### GIVEN TEXT

23 Monitoring Your System with System Manager

This chapter describes how to use Oracle Communications Billing and Revenue Management (BRM) Manager to monitor your BRM system.

For information about System Manager opcodes, see "System Manager FM Standard Opcodes" in BRM Developer's Reference.

About System Manager

System Manager, in conjunction with Node Managers, manages and monitors BRM servers. The System Manager lets you:

Start, stop, and monitor Connection Managers (CMs), Connection Manager Master Processes (CMMPs), and Data Managers (DMs).
Detect failure if a server stops or fails.
Centralize log management.

System Manager also provides a framework that you can use to create enhanced management and control functions.

You can use System Manager's command-line utilities and the testnap testing utility to send opcodes to System Manager. For information on using testnap, see "Testing Your Applications and Custom Modules" and "testnap".

For an example of how to use System Manager with testnap, see "Getting the Status of the Servers on All Nodes".

Terminology

To understand System Manager, you need to know these terms:

server: An instance of a server process, such as a Connection Manager (CM) or a Data Manager (DM).
node: A computer running one or more servers.

Figure 23-1 shows the relationships among these components:

Figure 23-1 System Manager Component Relationships

Description of ''Figure 23-1 System Manager Component Relationships''

BRM Server States

You can obtain the status of servers by using System Manager or a Node Manager. Each BRM server always has one of these states:

Starting state

The initial state of the server. A BRM Server can be started by a Node Manager or by another method.
Running state

After the BRM servers start, each server gets the address of the Node Manager from the input parameters, connects to that address, and sends a message to the Node Manager that it has started. When the Node Manager gets a message from a BRM server, it changes the state of that server to the running state.
Stopping state

When the Node Manager gets a message to stop a server, it updates the state of the server to stopping. There are two ways a server can be shutdown: immediately or after completing the current transactions.
- Soft Shutdown: After receiving a Soft Shutdown message, servers complete current transactions and stop accepting new requests. After current transactions are finished, the servers terminate their own processes. This is the default mode.
- Immediate Shutdown: After receiving an Immediate Shutdown message, servers abort all transactions and terminate their own processes. You can set a flag in the input flist to activate the Immediate Shutdown mode. This can be useful if, for example, your system has stopped responding.
Down state

If the Node Manager cannot start a server in the stopping state after several tries, Node Manager stops trying and changes the state of the server to the down state.

Understanding the Node Manager

Each Node Manager controls and manages BRM server processes running on a computer node. Each computer node has one Node Manager which is responsible for managing BRM on that node. The Node Manager needs the following information about each BRM server:

Server name
Server executable
Server working directory

When a Node Manager is started, it reads its configuration file. If the start_servers switch there is set to 1, Node Manager starts the servers. Once a server has been started with the Node Manager, the server notifies the Node Manager that it has started.

As long as the Node Manager configuration file includes the correct server_info entries for the CM and DM, you can manage these servers, even if they are started by another method. See "Editing the Node Manager Configuration File" for information about these entries.

### RECORDS FOR THIS TASK
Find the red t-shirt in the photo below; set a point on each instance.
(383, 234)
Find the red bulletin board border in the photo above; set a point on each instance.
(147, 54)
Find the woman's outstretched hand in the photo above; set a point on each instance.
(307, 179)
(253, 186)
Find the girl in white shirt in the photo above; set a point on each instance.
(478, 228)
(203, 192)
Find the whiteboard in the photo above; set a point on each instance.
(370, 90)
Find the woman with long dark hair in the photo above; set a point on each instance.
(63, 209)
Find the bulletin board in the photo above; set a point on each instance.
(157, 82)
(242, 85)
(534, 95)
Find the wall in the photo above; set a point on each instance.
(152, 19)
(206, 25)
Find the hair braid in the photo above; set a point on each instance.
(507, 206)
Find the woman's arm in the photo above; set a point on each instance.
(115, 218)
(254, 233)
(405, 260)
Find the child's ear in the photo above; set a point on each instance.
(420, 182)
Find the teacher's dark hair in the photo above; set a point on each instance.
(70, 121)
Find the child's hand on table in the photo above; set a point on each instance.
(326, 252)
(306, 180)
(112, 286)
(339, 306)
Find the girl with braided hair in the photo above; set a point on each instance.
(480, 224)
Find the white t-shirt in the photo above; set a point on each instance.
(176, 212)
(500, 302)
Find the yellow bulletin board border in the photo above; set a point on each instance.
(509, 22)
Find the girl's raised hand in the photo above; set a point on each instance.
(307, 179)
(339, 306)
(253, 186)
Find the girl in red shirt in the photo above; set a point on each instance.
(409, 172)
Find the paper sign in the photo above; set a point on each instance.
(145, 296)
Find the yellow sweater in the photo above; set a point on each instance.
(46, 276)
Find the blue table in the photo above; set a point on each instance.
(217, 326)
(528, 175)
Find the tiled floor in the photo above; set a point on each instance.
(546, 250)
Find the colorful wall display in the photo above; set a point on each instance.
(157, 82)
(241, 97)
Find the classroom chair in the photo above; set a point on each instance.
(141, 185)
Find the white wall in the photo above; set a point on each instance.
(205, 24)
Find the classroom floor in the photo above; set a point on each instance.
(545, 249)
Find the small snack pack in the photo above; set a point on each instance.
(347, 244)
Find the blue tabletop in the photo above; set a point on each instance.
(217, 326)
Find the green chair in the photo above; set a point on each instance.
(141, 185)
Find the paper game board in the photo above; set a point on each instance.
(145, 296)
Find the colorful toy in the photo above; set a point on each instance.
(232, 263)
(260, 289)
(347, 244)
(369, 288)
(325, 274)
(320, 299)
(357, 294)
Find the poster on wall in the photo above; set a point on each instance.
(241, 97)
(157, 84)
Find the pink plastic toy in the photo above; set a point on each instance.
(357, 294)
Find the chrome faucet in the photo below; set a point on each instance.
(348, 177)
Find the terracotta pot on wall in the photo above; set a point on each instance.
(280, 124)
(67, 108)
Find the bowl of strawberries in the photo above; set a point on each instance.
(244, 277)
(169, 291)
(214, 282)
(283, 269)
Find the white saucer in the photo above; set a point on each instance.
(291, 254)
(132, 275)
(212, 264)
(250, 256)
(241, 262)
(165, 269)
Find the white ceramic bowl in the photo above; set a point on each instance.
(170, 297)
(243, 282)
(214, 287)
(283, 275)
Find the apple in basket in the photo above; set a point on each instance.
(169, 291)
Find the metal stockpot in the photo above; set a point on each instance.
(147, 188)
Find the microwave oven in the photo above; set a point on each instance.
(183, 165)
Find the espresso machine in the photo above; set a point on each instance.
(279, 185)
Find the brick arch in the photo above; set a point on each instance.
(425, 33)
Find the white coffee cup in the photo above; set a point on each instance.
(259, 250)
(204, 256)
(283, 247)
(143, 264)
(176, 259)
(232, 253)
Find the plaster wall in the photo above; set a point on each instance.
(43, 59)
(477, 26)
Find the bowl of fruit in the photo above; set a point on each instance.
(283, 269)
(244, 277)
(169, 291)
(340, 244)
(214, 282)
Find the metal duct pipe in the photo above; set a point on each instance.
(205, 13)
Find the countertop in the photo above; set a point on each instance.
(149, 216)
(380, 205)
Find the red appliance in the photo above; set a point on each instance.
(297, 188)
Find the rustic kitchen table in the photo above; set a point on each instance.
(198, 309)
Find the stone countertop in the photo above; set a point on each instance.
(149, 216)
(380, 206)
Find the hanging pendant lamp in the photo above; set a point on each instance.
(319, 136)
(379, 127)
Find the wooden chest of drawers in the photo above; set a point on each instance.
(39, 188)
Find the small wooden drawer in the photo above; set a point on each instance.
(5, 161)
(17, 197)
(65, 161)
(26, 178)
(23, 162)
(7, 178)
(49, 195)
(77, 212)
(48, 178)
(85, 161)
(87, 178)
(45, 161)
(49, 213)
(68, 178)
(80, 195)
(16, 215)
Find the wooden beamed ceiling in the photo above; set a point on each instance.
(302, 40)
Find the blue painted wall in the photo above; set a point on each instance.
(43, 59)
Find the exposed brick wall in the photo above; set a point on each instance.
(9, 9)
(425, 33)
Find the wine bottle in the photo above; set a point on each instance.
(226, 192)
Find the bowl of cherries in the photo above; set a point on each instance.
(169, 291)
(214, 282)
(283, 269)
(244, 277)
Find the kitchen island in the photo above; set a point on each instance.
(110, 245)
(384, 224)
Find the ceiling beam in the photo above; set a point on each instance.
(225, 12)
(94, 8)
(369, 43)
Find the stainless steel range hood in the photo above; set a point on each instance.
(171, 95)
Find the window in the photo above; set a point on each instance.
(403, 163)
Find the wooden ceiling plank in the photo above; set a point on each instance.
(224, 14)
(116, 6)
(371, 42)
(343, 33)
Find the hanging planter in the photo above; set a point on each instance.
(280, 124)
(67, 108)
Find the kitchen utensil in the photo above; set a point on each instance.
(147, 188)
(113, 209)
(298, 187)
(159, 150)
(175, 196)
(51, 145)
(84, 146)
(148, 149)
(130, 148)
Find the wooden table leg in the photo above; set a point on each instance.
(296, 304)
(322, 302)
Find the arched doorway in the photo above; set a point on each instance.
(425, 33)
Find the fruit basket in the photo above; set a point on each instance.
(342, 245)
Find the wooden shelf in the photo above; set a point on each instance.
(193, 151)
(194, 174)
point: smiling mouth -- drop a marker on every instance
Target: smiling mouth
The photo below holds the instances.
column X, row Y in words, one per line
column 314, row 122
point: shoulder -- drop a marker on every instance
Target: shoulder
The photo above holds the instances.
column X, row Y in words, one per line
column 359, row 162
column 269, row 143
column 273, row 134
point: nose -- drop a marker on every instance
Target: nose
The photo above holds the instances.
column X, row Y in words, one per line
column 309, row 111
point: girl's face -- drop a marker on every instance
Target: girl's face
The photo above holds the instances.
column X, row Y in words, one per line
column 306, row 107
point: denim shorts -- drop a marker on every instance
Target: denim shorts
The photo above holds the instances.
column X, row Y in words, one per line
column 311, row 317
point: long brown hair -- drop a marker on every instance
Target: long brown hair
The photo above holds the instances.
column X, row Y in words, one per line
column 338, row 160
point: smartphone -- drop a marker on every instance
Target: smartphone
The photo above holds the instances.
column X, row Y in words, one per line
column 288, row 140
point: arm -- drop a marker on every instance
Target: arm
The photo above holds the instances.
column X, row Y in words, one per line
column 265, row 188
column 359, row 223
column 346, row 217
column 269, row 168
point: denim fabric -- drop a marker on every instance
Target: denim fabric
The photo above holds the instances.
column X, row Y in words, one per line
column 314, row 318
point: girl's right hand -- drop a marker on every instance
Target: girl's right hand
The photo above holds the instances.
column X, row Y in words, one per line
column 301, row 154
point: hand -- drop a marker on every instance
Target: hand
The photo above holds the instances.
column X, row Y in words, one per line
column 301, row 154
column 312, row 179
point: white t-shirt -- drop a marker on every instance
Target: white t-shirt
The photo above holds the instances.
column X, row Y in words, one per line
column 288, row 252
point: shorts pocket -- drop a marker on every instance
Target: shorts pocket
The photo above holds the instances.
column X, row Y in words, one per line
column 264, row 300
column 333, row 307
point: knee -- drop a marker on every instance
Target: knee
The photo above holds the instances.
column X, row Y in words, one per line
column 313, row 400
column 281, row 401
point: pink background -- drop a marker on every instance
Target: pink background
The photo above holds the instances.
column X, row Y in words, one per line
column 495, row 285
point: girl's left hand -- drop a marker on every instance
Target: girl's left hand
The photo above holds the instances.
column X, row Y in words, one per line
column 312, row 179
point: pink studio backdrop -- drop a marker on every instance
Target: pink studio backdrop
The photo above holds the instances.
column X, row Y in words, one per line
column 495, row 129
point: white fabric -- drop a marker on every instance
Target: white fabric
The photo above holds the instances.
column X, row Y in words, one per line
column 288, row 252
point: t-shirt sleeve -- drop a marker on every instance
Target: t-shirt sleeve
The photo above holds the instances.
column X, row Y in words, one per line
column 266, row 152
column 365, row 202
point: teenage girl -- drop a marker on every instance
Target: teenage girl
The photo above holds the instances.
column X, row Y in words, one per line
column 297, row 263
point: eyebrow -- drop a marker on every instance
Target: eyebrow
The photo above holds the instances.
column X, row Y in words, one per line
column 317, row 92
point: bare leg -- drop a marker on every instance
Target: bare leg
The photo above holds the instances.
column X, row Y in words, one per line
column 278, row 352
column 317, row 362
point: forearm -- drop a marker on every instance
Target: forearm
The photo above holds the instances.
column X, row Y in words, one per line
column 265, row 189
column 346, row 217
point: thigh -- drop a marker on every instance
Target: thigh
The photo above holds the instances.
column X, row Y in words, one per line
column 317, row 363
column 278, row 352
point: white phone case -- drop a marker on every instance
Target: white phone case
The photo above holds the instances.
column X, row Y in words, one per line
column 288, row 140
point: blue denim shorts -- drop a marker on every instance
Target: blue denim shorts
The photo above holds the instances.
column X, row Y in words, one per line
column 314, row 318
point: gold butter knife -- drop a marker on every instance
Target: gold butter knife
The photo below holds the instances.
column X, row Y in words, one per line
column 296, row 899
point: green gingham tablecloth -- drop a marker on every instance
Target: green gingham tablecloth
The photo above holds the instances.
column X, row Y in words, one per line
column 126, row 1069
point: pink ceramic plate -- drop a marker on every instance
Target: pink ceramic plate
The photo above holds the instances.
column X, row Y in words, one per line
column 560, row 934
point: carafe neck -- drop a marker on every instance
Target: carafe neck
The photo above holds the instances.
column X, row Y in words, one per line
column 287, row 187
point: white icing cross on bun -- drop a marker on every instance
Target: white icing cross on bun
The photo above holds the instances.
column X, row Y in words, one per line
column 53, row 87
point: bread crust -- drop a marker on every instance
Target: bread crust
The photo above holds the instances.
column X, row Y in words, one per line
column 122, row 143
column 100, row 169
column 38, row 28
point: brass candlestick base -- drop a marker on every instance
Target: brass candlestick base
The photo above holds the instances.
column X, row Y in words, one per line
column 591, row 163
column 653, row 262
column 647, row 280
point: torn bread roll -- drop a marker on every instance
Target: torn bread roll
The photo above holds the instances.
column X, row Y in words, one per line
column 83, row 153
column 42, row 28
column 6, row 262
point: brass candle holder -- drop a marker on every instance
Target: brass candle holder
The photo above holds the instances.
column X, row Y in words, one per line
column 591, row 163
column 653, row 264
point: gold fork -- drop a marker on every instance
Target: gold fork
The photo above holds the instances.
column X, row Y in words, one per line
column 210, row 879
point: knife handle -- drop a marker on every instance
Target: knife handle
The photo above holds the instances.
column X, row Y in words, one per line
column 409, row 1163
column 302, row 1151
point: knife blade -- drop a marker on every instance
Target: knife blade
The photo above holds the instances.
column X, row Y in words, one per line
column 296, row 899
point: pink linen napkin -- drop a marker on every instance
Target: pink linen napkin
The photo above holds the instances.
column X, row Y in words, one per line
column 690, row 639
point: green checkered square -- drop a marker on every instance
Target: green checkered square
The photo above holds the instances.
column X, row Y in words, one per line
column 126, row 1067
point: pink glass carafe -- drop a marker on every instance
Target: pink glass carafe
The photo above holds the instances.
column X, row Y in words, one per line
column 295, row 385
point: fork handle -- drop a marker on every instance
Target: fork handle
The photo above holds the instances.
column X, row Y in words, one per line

### EXERCISE TASKS
**A.** From the records, copy out the lines from the one containing "point: brass candlestick" to the one containing "column 6, row 262", with both of those lines included.
**B.** Continue the text on monitoring BRM with System Manager from the point where it stops.

### ANSWERS GIVEN
**A.**
point: brass candlestick base -- drop a marker on every instance
Target: brass candlestick base
The photo above holds the instances.
column X, row Y in words, one per line
column 591, row 163
column 653, row 262
column 647, row 280
point: torn bread roll -- drop a marker on every instance
Target: torn bread roll
The photo above holds the instances.
column X, row Y in words, one per line
column 83, row 153
column 42, row 28
column 6, row 262

**B.**
For example, you can use the command pin_ctl start all to start the CM and DM processes before the Node Manager starts. Even though these processes weren't initially started by the Node Manager, you will still be able to use the System Manager to stop and start the CM and DM.

Client Connection to Node Manager

Node Manager is a multithreaded program that uses the PCM protocol for communication. You should initially use PCM_CONNECT or the pin_nmgr_connect routine to make the connection to the Node Manager. The Node Manager creates one thread for monitoring servers and creates one thread for each client connection.

Node Manager Opcodes

Node Manager uses these opcodes:

PCM_OP_INFMGR_GET_INFO: Gets information about servers that are configured on a node.
PCM_OP_INFMGR_GET_STATUS: Gets status of servers on a node.
PCM_OP_INFMGR_START_SERVER: Starts servers on a node.
PCM_OP_INFMGR_STOP_SERVER: Stops servers running on a node.
PCM_OP_INFMGR_MODIFY_MONITOR_INTERVAL: Modifies the monitoring interval. The default monitoring interval is two minutes. After each interval, System Manager gets the latest status of BRM servers.

Understanding System Manager

System Manager lets you check or manage BRM servers. When it starts, it reads all Node Manager addresses from its configuration file and connects to the Node Managers. After making the connection, System Manager gets configuration information from each node.

System Manager includes a log manager that monitors a well-known address and collects all log messages sent by Node Managers. Its monitoring component checks the status of servers at each monitoring interval. The default monitoring interval is two minutes, but you can change it while System Manager is running.

You can use this facility through the System Manager opcodes or the "System Manager Command-Line Interface".

System Manager Command-Line Interface

Using the command-line interface, infmgr_cli, to issue commands to System Manager is simpler than using testnap or passing an opcode through PCM_OP(). (For an example of using testnap to issue commands to System Manager, see "Getting the Status of the Servers on All Nodes".)

To use the command-line interface for controlling System Manager:

Ensure that System Manager and any Node Managers are running.
If necessary, modify the configuration file of infmgr_cli to specify the host name and port number where System Manager is running.
Run infmgr_cli.
Enter any of the supported commands at the prompt.

Table 23-1 lists the supported commands:

Table 23-1 System Manager Command-Line Interface

Command	Description
gi	Gets information for a node or servers.
gs	Gets status for a node, or server.
sdt	Schedules downtime for a server.
cdt	Cancels scheduled downtime for a server.
sfw	Tells a satellite CM to start or resume passing opcodes to the main CM.
startserv	Starts the server.
stopserv	Stops the server.
efw	Tells a satellite CM to stop passing opcodes to the main CM.
h	Displays help messages.
?	Displays help messages.
q	Quits the command-line interface.

The h, ?, and q commands take no parameters. The syntax for the other commands is:

gi (get information)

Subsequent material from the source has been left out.